> [To do]
Report every line of the data where the string "stole" appears.

> [Stored data]
↓

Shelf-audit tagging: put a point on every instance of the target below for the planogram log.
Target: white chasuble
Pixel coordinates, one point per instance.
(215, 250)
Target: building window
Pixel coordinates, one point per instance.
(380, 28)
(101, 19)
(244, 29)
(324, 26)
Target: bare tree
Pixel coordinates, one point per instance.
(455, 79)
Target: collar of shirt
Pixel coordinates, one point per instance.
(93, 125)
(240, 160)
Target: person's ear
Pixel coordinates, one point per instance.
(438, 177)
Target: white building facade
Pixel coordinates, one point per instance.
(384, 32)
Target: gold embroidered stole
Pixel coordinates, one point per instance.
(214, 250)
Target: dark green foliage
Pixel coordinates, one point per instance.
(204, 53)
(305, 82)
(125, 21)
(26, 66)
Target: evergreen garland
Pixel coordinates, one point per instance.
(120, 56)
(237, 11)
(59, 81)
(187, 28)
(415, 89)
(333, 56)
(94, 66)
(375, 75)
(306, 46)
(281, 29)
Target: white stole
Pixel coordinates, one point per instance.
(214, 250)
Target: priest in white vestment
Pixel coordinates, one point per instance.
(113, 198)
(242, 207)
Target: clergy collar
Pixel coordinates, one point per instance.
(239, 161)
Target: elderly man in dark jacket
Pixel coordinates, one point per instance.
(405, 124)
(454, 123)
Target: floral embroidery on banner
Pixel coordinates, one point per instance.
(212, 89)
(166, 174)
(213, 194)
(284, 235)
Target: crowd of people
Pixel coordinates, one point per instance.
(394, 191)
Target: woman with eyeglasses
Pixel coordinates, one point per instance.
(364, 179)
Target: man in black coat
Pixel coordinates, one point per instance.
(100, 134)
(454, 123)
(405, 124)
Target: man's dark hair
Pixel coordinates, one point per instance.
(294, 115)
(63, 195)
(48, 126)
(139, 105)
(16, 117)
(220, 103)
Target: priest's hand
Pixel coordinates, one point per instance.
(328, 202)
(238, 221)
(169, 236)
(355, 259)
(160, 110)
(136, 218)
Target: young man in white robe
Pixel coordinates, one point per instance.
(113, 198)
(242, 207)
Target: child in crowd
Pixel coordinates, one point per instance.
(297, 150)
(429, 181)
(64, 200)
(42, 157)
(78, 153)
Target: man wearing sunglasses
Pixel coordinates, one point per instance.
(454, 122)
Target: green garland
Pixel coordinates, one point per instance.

↑

> [Response to this task]
Target: gold embroidered stole
Target: white stole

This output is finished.